* Tasks to perform *
1. Reproduce the passage of the article about the eXtasy gene software that opens with the words containing "In what’s being" and closes with "of genetic data.".
2. Proceed with the article about the eXtasy gene software, writing on from its last sentence.

* Extract provided *
October 28, 2013

Software Pinpoints Disease-Causing Genes

Tiffany Trader

In what’s being heralded as a breakthrough in bioinformatics research, European researchers have developed a new software suite, called eXtasy, that automatically generates the most likely cause of a given genetic disorder. A team of scientists from iMinds, STADIUS, and Katholieke Universiteit Leuven (KU Leuven) built the new tool using advanced artificial intelligence techniques that enable the automated analysis of huge amounts of genetic data.

The research is directly relevant to the millions of people who are affected by a hereditary disease, roughly 5 percent of the world’s population. Pinpointing treatments for hereditary disorders has been difficult because until recently the genetic basis for the disease origins could only be identified in half the presented cases. The lack of a definitive diagnoses made treatment more problematic and created further strain on the patient who had to undergo unnecessary treatments in an effort to find the most effective one.

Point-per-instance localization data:
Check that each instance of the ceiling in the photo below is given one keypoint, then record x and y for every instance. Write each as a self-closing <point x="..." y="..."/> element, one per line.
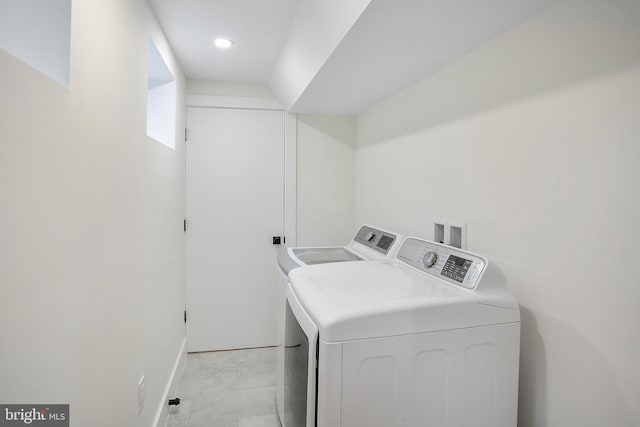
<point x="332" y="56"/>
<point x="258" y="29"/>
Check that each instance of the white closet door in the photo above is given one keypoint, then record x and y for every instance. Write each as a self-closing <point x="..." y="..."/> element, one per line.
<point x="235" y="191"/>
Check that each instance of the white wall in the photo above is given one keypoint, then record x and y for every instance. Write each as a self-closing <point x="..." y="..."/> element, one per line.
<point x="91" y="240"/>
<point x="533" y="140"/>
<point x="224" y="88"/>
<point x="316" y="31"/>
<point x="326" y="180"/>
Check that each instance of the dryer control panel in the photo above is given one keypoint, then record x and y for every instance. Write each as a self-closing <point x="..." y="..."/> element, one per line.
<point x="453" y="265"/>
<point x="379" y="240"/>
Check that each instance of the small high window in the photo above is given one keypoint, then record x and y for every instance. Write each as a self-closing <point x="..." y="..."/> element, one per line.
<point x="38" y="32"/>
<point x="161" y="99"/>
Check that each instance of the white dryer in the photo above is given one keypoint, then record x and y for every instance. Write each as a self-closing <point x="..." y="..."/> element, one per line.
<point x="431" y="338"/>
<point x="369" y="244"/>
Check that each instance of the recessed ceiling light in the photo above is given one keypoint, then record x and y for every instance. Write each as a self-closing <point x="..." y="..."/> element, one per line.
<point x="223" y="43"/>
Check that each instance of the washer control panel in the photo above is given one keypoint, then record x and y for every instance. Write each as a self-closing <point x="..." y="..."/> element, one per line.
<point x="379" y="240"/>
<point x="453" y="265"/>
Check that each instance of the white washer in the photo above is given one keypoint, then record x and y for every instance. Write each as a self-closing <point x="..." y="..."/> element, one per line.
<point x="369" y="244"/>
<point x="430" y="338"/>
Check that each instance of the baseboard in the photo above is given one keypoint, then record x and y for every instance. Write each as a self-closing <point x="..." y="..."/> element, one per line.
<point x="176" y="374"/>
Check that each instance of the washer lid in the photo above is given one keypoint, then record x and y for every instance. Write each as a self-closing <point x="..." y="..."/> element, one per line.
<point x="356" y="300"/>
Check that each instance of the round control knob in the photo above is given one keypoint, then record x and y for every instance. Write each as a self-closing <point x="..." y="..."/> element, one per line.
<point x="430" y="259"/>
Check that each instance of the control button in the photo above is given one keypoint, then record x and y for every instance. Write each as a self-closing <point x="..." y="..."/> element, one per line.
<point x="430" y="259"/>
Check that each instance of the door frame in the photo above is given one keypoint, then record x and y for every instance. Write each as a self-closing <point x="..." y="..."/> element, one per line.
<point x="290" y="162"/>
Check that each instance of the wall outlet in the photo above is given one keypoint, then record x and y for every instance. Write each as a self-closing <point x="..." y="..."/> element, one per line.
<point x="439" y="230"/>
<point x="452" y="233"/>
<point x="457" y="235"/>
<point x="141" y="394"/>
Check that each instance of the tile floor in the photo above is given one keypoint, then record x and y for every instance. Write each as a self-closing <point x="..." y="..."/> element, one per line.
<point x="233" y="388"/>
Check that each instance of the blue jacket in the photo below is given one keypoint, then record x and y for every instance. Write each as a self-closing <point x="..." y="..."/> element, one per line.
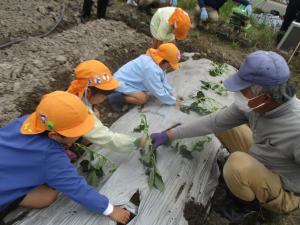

* Task-by-task results *
1.
In what’s being heralded as a breakthrough in bioinformatics research, European researchers have developed a new software suite, called eXtasy, that automatically generates the most likely cause of a given genetic disorder. A team of scientists from iMinds, STADIUS, and Katholieke Universiteit Leuven (KU Leuven) built the new tool using advanced artificial intelligence techniques that enable the automated analysis of huge amounts of genetic data.

2.
The unraveling of the human genome has enabled quicker and more accurate diagnoses of hereditary diseases. But despite the huge potential, the advance came with its own challenges, related to processing all that data.

“The genomes of two healthy individuals show no less than four million differences or mutations,” notes an official release from the partners. “Most of these mutations are harmless, but just one extra, malignant mutation can be enough to cause a genetic anomaly. Existing analytical methods simply do not have the means to reliably and quickly find this needle in the haystack.”

The eXtasy software suite cuts this problem down to size by tracing the origins of genetic disorders twenty times more accurately than previous analytical methods, while demonstrating a 10-fold reduction of false positives.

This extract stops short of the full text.